[Extrait]
Proust donc ! Et à son sujet… tout ce qu'il n'a pas écrit et tout ce qu’il ignorait de et sur lui-même, ainsi que la question : pourquoi a-t-il fait cette œuvre-là et pas une autre ?
Proust et la fulgurance du passé ; fulgurance du souvenir - celui de l’enfance, de l’adolescence et des premières années de l’âge adulte -, qui vient comme un boomerang terrasser Proust et le clouer au lit.
Chez Proust, tout est passé, tout appartient au passé : ses personnages aussi - figures du passé de Proust, s’entend. Son présent ne lui sert qu’à se rapprocher du passé. Proust ne disait-il pas : " Un livre est un cimetière" ? Et ce passé, indissociable de sa personne, commence dès son plus jeune âge : à 20 ans, il est déjà dans le passé de ses 10 ans ; à 30, dans celui de ses 20 ans.

[Entrées de données]
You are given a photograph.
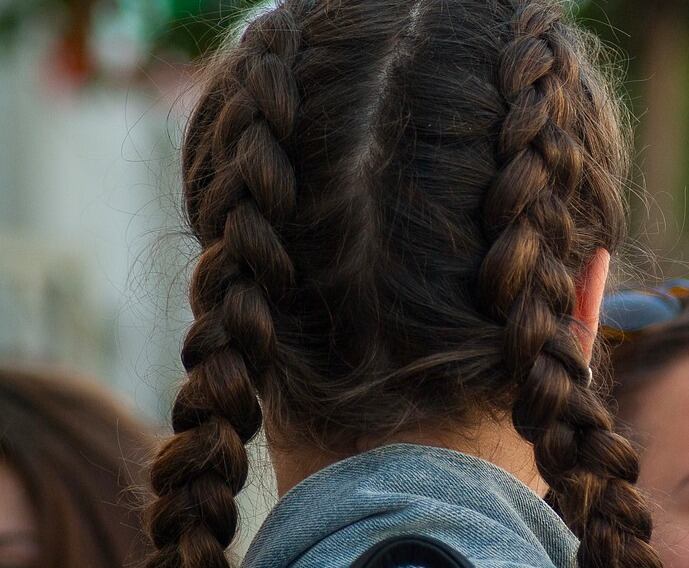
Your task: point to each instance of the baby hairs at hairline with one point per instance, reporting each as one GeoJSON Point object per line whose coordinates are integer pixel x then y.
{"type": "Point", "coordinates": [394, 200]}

--

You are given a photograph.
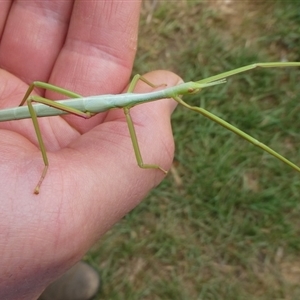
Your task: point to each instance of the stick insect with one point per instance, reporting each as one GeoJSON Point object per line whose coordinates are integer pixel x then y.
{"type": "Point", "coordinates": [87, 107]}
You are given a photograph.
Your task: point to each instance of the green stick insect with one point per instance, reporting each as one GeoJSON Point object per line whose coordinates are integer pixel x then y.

...

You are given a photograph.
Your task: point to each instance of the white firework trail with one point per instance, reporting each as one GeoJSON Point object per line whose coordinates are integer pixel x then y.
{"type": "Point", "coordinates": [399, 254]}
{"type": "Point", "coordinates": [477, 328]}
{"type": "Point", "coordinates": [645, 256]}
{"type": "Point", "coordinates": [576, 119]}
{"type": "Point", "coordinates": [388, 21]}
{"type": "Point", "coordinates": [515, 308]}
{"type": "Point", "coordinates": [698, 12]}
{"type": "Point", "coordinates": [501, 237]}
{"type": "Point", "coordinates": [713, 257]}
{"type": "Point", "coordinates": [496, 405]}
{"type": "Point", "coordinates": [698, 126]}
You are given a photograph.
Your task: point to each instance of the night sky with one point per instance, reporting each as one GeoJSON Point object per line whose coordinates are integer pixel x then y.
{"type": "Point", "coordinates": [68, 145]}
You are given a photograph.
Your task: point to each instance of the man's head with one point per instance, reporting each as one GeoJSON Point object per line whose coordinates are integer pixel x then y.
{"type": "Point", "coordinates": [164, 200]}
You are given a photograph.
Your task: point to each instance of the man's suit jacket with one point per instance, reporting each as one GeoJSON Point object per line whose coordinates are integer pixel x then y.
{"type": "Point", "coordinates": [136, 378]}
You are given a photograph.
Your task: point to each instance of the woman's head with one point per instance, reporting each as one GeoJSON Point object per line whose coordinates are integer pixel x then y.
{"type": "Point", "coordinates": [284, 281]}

[Exercices et consignes]
**a.** Résumez en deux phrases l'extrait sur Proust.
**b.** Recopiez le passage de l'extrait sur Proust qui s'ouvre sur les mots contenant "Proust donc !" et se ferme sur "clouer au lit.".

[Les réponses]
**a.** L'extrait s'interroge sur ce que Proust ignorait de lui-même et sur la raison pour laquelle il a écrit cette œuvre plutôt qu'une autre. Chez lui, tout appartient au passé : le souvenir de l'enfance, de l'adolescence et des premières années de l'âge adulte le terrasse et le cloue au lit, et son présent ne lui sert qu'à se rapprocher de ce passé, qui commence dès son plus jeune âge.

**b.**
Proust donc ! Et à son sujet… tout ce qu'il n'a pas écrit et tout ce qu’il ignorait de et sur lui-même, ainsi que la question : pourquoi a-t-il fait cette œuvre-là et pas une autre ?
Proust et la fulgurance du passé ; fulgurance du souvenir - celui de l’enfance, de l’adolescence et des premières années de l’âge adulte -, qui vient comme un boomerang terrasser Proust et le clouer au lit.